Suppose you have an array of N points. Each array element is a pointer (8 bytes) to a point object (32 bytes). Assuming the points are not referenced from any other collection, that's 40*N bytes for the entire collection. However, there is only 16*N bytes of real data, namely the x and y slots of every element, so we're wasting more than 50% of heap usage here, not to mention increasing GC overhead by allocating tons of small objects.

This overhead can be avoided, however, using Factor's tuple-arrays library. Tuple arrays implement the same sequence protocol as arrays, but the semantics differ. Instead of storing references to objects, they store object slots directly within the array. There are two main restrictions that result from this:
  • Tuple arrays are homogeneous; all elements are of the exact same type. This rules out setting some elements to f to represent missing data, or having elements which are instances of different subclasses of the same base class.
  • Tuple arrays implement value semantics. If you get an element out, and mutate it, you have to store it back into the array to update the original value in the array.

So how do tuple arrays work? The original implementation, by Daniel Ehrenberg defined a single tuple-array class where the constructor took a class word as a parameter, and reflection APIs were used to implement getting and setting elements. While this had all the space savings described above, constructing and deconstructing tuples via reflection is not the fastest thing in the world; even the most efficient possible implementation would require some indirection and type checking in order to work.

Segmentation dataset records:
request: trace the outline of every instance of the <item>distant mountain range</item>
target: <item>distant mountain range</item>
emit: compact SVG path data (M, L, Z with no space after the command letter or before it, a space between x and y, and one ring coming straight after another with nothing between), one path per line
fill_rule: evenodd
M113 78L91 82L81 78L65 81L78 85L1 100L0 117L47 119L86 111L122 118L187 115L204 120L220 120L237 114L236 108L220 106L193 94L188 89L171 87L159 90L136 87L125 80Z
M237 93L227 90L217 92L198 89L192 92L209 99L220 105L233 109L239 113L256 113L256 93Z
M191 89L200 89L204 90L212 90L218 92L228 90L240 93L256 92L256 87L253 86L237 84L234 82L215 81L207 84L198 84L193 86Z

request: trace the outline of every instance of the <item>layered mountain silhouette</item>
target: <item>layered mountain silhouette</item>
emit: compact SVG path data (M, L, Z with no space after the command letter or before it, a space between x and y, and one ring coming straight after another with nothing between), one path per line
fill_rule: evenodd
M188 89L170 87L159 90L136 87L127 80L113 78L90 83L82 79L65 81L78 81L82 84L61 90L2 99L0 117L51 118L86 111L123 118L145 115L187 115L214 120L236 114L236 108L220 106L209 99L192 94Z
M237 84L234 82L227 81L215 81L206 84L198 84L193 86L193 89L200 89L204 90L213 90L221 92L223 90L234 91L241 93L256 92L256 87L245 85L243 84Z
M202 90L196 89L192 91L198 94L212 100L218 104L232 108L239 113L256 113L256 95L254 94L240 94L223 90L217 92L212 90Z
--
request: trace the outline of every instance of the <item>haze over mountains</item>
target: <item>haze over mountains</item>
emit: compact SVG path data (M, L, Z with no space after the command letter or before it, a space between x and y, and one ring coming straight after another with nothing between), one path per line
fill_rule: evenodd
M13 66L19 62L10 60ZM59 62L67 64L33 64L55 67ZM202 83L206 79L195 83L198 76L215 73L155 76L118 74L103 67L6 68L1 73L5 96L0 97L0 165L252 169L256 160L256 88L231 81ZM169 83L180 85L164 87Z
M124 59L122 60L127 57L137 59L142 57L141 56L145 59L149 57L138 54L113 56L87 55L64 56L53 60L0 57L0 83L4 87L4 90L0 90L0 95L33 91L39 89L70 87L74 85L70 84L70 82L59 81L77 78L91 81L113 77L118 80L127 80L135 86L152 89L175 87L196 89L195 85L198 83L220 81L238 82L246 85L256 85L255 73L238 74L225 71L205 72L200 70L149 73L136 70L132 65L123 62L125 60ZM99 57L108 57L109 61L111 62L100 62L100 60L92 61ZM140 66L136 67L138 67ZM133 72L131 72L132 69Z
* * *
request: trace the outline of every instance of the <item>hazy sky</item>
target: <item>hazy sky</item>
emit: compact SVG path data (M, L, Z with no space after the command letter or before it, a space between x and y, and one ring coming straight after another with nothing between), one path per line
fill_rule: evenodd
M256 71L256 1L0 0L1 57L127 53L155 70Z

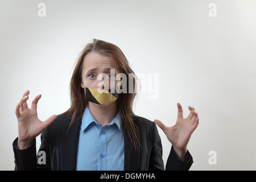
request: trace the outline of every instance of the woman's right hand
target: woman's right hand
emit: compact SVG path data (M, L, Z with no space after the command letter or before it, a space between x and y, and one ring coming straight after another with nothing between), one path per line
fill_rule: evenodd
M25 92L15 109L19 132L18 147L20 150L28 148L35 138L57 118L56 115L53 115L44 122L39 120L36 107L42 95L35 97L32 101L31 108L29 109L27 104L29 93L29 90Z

Job -
From the text about Factor's tuple arrays, extract the passage from "So how do tuple" up to and including "order to work.".

Task output -
So how do tuple arrays work? The original implementation, by Daniel Ehrenberg defined a single tuple-array class where the constructor took a class word as a parameter, and reflection APIs were used to implement getting and setting elements. While this had all the space savings described above, constructing and deconstructing tuples via reflection is not the fastest thing in the world; even the most efficient possible implementation would require some indirection and type checking in order to work.